(Stored entries)
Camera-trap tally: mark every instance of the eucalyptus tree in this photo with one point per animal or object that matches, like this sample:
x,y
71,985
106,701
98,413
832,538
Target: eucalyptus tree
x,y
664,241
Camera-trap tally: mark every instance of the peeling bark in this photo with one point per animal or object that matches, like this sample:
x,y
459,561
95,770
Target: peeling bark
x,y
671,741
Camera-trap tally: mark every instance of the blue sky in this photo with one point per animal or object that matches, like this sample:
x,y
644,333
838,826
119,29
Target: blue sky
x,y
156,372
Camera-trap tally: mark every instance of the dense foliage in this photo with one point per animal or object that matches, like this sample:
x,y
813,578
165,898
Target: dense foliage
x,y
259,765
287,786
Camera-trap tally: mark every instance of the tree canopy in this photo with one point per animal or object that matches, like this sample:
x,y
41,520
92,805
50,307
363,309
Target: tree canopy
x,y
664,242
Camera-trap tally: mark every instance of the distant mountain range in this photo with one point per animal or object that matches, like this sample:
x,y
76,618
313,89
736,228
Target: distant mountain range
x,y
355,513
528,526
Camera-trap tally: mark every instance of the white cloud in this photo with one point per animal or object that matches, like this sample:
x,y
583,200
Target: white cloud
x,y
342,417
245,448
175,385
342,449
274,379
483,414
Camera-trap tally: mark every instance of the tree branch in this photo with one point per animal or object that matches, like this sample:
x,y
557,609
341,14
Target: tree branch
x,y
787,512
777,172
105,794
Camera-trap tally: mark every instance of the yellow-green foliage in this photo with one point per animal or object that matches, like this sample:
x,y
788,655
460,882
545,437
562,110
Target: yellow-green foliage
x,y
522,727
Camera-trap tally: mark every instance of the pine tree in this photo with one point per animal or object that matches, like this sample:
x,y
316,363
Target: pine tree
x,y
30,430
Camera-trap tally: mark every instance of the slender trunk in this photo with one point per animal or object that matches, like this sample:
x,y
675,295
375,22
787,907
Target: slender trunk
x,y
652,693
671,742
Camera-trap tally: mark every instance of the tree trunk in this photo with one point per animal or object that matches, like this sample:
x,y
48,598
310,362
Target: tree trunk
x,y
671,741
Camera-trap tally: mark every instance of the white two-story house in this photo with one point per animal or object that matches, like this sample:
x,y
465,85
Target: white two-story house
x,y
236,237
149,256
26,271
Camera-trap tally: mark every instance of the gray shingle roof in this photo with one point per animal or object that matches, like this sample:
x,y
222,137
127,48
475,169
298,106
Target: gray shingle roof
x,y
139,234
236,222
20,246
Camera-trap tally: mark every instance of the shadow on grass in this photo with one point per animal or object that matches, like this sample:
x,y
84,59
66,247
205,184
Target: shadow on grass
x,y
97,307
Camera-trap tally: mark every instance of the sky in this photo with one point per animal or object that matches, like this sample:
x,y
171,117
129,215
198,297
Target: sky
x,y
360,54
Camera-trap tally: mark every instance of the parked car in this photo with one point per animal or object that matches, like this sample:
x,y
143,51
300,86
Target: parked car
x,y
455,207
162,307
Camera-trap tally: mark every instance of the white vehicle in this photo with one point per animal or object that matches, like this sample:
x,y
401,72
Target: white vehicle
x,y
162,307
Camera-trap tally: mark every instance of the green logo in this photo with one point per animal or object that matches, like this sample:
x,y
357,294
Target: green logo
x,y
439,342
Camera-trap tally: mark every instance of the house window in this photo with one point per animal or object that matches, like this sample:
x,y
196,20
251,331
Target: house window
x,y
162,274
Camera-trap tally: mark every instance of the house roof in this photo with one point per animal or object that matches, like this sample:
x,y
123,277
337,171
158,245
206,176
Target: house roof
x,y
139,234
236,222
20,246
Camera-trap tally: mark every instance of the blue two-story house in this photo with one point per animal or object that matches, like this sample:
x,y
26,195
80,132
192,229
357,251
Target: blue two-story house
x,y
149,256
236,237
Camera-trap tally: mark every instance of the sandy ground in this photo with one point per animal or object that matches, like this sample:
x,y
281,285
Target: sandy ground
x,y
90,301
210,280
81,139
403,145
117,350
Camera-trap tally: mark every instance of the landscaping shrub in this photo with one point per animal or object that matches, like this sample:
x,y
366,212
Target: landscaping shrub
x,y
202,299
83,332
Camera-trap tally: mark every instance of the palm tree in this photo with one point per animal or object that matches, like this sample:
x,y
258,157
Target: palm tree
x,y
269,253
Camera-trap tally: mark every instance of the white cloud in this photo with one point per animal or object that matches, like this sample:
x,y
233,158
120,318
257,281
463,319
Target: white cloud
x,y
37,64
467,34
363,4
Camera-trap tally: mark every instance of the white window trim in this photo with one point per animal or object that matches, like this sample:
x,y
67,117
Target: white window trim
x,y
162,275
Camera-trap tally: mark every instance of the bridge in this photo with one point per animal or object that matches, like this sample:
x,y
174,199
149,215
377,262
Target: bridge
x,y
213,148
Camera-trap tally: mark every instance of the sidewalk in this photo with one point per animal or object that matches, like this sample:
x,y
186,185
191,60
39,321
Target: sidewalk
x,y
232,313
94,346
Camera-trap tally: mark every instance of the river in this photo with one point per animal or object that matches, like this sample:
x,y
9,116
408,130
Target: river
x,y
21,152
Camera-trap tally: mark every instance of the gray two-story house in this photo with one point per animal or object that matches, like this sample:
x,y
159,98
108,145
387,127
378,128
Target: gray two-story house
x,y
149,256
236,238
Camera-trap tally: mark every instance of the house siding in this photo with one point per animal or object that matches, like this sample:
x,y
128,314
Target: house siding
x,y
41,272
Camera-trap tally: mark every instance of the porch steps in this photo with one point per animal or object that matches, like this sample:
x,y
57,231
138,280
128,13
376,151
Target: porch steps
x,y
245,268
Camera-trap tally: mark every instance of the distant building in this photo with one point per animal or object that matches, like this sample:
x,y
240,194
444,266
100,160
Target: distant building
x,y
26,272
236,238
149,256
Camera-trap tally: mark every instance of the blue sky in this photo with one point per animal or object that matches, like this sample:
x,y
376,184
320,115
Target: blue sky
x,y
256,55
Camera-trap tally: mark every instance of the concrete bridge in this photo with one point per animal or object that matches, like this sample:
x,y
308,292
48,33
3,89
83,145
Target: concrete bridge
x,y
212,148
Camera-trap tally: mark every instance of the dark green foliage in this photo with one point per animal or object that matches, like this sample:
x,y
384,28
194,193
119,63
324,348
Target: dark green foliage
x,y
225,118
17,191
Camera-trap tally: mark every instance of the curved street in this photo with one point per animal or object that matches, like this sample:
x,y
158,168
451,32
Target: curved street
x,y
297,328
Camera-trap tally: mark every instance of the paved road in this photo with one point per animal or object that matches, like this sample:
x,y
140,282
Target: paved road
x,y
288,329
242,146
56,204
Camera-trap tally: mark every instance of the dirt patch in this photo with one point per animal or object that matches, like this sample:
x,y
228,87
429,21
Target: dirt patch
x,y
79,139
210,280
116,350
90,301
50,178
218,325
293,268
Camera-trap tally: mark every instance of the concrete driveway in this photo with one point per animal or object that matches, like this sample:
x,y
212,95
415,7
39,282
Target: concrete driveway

* **What is needed**
Go back to the data above and please quote exactly, and only, the lines from the line with "Camera-trap tally: mark every instance of the paved" through its last line.

* **Written solution**
Camera-trap tally: mark every instance of the paved road in this photo with one point per animal or object that matches, like this sample:
x,y
140,282
Target: paved road
x,y
288,329
242,146
56,204
Camera-trap tally: mark every instance of the dirt patch in this photo with one point per animal or object that matches, like this sample:
x,y
228,87
429,21
Target: dirt patch
x,y
79,139
210,280
116,350
90,301
50,178
218,325
293,268
Camera-trap tally: mark every instance of the concrete driveway in this photo with one point per animal or object that matches, like this sample:
x,y
212,95
415,7
39,282
Target: concrete driveway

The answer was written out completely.